* [FRAGMENTO DE ORIGEN]:
********************
Ayer por la tarde, cansado
de estar delante del ordenador y presa, como escribí por la mañana, de apetito
barojiano, salí de casa con ese entusiasmo por el mero hecho de salir de casa
en una tarde agradable, ni fría ni calurosa, y dejar atrás todos los bártulos
incómodos de la vida propia. El objetivo oficial era comprar dos novelas de
Baroja en Alcaná: Los amores tardíos y
Susana, aunque más o menos sabía que
después, al ser todavía temprano, zascandilearía un buen rato por las calles de
Madrid para llegar tarde a casa. Después de comprar los libros fui al parque
Rodríguez Sahagún, que no conocía, y que se construyó en el valle de un
arroyuelo sobre el que se trazó el paseo principal del parque. Se accede a él
por unas escaleras adosadas a un antiguo acueducto, ya abandonado. Había muchos
atletas populares, muchos perros juguetones, adolescentes charlando en los
bancos, palomas, mirlos, en fin, lo que hay en todos los parques urbanos en una
tarde de primavera. Atardecía con una dulzura propia de una novela de Baroja, y
mi situación, solo y a gusto de estar solo, era sin duda la de un personaje
eminentemente barojiano. Y, también como un personaje de Baroja, me puse a leer
La cartuja de Parma, porque los
personajes de Baroja, en caso de leer, leen los libros que leyó su autor, a
poder ser en un parque y atardeciendo.
Le procura a uno una sensación próxima a la fascinación el conocer
lugares nuevos en su ciudad y, más todavía, si esos lugares nuevos están cerca
de casa. El parque Rodríguez Sahagún es un parque más, pero, como todos los
parques, tiene su encanto propio. En este caso, quizá sea el estar encajonado
entre las dos laderas del viejo valle y el hecho de que, si se prolonga la
línea imaginaria del paseo principal hacia el noroeste, se encuentra uno con el
sol escondiéndose detrás de la sierra de Guadarrama. No es un parque grande,
sino más bien pequeño, pero su extensión basta para hacerlo delicioso. Es más,
si fuera más grande, perdería gracia, lo que tiene de reducto sentimental, de reminiscencia
de poema de J. R. J. o Antonio Machado.
********************
* [INSTRUCCIONES DE TAREAS]:
(1) Responde, por favor, a estas preguntas sobre el fragmento:
(a) ¿Qué dos novelas de Baroja se proponía comprar el narrador en Alcaná?
(b) ¿Por dónde se accede al parque Rodríguez Sahagún?
(c) ¿Detrás de qué sierra se esconde el sol al prolongar hacia el noroeste la línea del paseo principal?
(2) Copia del fragmento el pasaje comprendido entre "Le procura a" y "o Antonio Machado.", ambos incluidos.

* [DATOS PROPORCIONADOS]:
********************
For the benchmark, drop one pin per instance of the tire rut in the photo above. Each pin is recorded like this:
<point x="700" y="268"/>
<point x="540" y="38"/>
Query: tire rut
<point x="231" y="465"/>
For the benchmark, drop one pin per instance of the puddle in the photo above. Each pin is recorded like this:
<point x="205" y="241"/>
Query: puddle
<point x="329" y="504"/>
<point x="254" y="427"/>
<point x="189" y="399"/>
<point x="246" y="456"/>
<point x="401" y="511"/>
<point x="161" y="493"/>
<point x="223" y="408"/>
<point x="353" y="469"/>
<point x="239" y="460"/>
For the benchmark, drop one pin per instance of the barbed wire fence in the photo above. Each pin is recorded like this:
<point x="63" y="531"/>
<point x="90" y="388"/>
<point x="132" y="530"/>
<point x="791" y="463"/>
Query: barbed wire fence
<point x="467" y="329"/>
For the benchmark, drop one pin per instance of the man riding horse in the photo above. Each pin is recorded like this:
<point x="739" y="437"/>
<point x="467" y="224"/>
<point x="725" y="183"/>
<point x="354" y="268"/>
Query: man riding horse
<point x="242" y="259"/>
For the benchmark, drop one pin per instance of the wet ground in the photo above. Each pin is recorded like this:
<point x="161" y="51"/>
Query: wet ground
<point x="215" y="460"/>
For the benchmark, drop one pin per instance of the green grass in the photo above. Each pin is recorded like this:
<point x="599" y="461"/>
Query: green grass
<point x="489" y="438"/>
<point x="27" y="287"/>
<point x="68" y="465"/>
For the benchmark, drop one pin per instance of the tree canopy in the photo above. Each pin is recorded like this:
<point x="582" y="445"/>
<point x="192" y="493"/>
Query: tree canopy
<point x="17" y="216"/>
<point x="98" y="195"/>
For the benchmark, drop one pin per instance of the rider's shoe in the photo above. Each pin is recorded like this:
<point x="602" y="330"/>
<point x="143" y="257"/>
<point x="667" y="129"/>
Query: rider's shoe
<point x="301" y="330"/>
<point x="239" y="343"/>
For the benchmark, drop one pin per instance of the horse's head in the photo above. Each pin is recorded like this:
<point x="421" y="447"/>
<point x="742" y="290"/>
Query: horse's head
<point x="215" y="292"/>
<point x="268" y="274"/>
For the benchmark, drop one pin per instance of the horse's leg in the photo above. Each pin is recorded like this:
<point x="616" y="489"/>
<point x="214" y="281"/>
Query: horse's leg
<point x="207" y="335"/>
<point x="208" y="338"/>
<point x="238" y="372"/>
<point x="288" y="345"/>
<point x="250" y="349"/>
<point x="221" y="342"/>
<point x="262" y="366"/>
********************
* [RESPUESTAS POR TAREA]:
(1)
(a) Los amores tardíos y Susana.
(b) Por unas escaleras adosadas a un antiguo acueducto, ya abandonado.
(c) Detrás de la sierra de Guadarrama.

(2)
Le procura a uno una sensación próxima a la fascinación el conocer
lugares nuevos en su ciudad y, más todavía, si esos lugares nuevos están cerca
de casa. El parque Rodríguez Sahagún es un parque más, pero, como todos los
parques, tiene su encanto propio. En este caso, quizá sea el estar encajonado
entre las dos laderas del viejo valle y el hecho de que, si se prolonga la
línea imaginaria del paseo principal hacia el noroeste, se encuentra uno con el
sol escondiéndose detrás de la sierra de Guadarrama. No es un parque grande,
sino más bien pequeño, pero su extensión basta para hacerlo delicioso. Es más,
si fuera más grande, perdería gracia, lo que tiene de reducto sentimental, de reminiscencia
de poema de J. R. J. o Antonio Machado.